> What to work on:
Edit the items starting at the line containing "target | curved concrete wall" and ending at the end of the items. Change "curb" to "edge" and leave everything else the same.

> Excerpts of pointing data:
--- BEGIN ---

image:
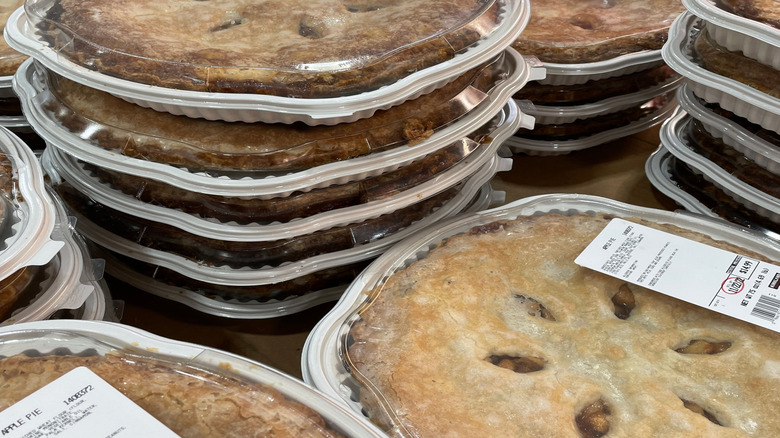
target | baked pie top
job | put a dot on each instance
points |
(10, 59)
(583, 31)
(497, 332)
(191, 402)
(734, 65)
(311, 48)
(112, 123)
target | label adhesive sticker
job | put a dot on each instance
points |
(79, 404)
(723, 281)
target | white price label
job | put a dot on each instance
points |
(723, 281)
(79, 404)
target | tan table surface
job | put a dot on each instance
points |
(614, 170)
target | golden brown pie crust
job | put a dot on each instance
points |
(583, 31)
(143, 133)
(497, 332)
(191, 402)
(765, 11)
(321, 48)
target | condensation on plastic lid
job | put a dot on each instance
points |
(751, 197)
(267, 275)
(258, 107)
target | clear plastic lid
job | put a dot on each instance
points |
(10, 59)
(595, 90)
(585, 134)
(64, 283)
(395, 190)
(376, 67)
(758, 144)
(747, 27)
(259, 301)
(299, 213)
(490, 326)
(688, 188)
(253, 398)
(319, 49)
(562, 114)
(29, 215)
(577, 32)
(731, 94)
(658, 169)
(388, 151)
(248, 276)
(674, 136)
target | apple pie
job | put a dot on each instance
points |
(192, 402)
(114, 124)
(584, 31)
(10, 59)
(309, 49)
(497, 332)
(764, 11)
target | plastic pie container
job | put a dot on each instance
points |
(762, 151)
(730, 94)
(247, 276)
(374, 75)
(410, 190)
(253, 183)
(673, 137)
(543, 147)
(268, 301)
(550, 114)
(754, 39)
(65, 343)
(325, 360)
(29, 213)
(658, 172)
(676, 180)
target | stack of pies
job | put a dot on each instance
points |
(720, 155)
(605, 76)
(192, 390)
(234, 178)
(44, 266)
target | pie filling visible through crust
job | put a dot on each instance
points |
(319, 48)
(584, 31)
(497, 332)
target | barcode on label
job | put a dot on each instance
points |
(766, 308)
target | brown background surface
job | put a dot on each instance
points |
(614, 170)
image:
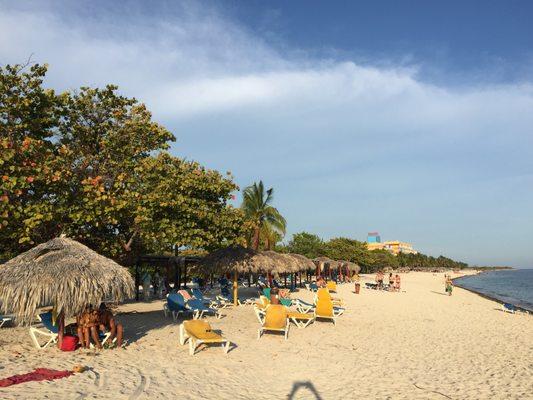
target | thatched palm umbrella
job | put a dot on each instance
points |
(63, 273)
(238, 259)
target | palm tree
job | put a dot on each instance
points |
(257, 207)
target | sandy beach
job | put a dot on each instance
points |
(417, 344)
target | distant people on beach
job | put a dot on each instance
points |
(449, 285)
(397, 283)
(391, 282)
(379, 279)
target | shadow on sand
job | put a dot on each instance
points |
(306, 386)
(138, 324)
(442, 294)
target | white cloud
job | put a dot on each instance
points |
(236, 102)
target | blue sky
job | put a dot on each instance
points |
(414, 118)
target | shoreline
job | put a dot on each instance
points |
(427, 343)
(489, 297)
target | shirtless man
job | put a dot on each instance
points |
(107, 323)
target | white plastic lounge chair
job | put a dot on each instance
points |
(48, 331)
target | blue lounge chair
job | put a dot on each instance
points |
(175, 305)
(48, 331)
(197, 294)
(507, 307)
(198, 309)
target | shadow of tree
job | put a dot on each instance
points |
(138, 324)
(306, 386)
(442, 294)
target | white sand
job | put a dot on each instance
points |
(418, 344)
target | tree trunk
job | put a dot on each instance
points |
(255, 242)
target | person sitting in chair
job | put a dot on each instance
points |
(107, 323)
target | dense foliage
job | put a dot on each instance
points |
(341, 248)
(92, 164)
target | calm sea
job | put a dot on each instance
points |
(511, 286)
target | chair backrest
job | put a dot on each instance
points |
(197, 293)
(264, 300)
(323, 293)
(46, 319)
(176, 302)
(324, 308)
(224, 290)
(195, 304)
(186, 295)
(276, 316)
(197, 327)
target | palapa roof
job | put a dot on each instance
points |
(244, 260)
(305, 263)
(237, 258)
(64, 273)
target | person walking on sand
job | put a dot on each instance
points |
(449, 285)
(391, 282)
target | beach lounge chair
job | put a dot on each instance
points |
(324, 293)
(260, 308)
(275, 320)
(186, 295)
(332, 286)
(4, 319)
(325, 310)
(175, 305)
(198, 309)
(301, 320)
(197, 293)
(49, 331)
(506, 307)
(303, 306)
(198, 332)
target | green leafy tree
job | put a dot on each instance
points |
(29, 115)
(346, 249)
(258, 209)
(92, 164)
(306, 244)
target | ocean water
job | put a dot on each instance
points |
(511, 286)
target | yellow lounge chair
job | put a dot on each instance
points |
(275, 320)
(198, 331)
(324, 309)
(323, 293)
(301, 320)
(331, 286)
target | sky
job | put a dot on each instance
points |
(413, 119)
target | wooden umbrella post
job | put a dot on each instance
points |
(236, 288)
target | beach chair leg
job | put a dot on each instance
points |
(182, 335)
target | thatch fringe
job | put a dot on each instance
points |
(62, 273)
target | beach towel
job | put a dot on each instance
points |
(40, 374)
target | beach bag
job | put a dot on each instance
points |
(69, 343)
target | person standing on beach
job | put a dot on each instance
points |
(449, 285)
(397, 283)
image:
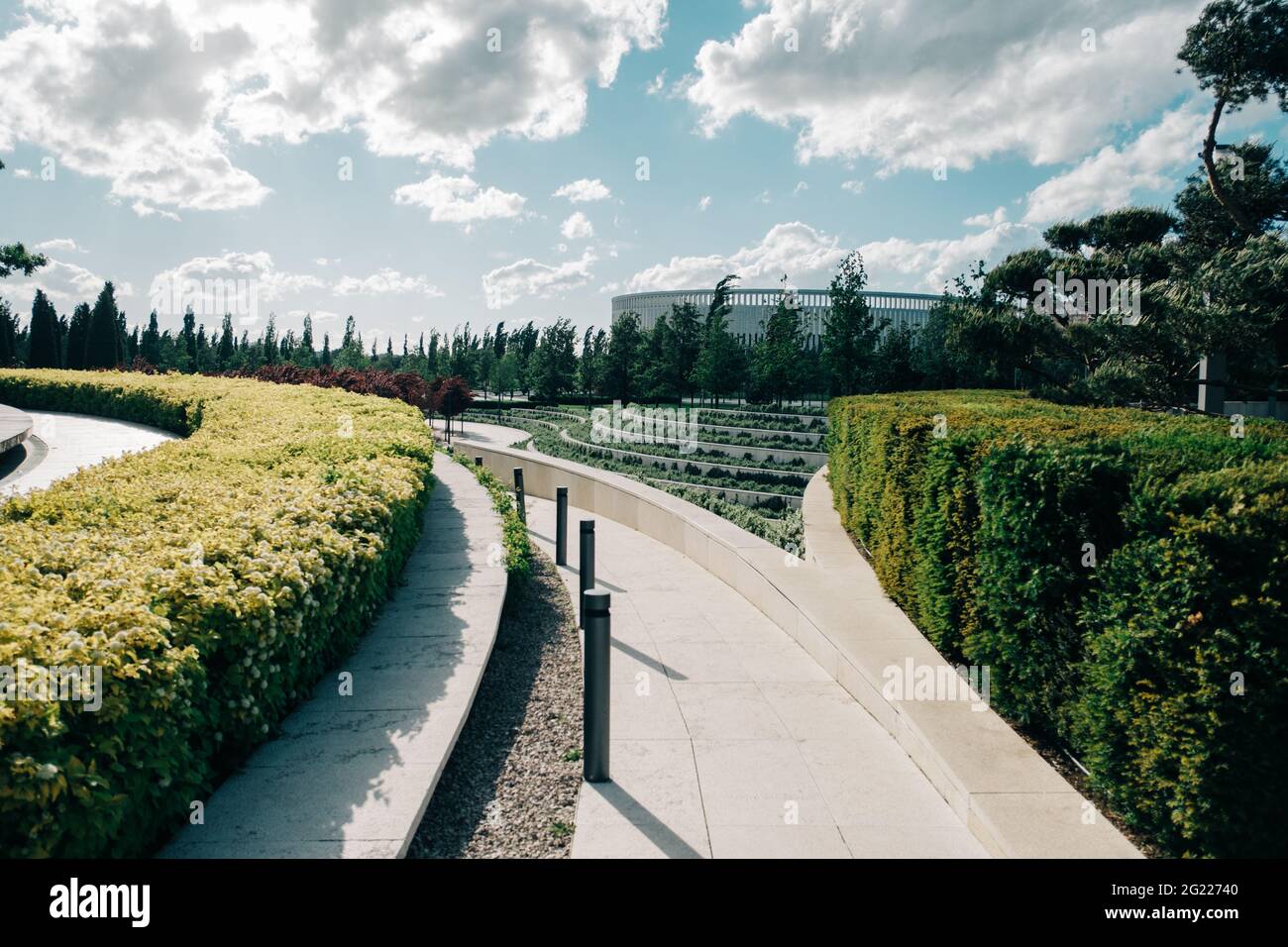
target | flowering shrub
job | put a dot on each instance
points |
(211, 579)
(403, 385)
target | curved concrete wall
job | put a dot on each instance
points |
(832, 604)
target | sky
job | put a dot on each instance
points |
(432, 162)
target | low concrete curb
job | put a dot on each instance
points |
(351, 776)
(1009, 796)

--- END ---

> Worked solution:
target | curved concrete wall
job | put a dot on each instance
points |
(832, 604)
target | sky
job | put a dot on each instance
points |
(432, 162)
target | low concrete edge
job | put a dot on each instance
points |
(351, 776)
(1009, 796)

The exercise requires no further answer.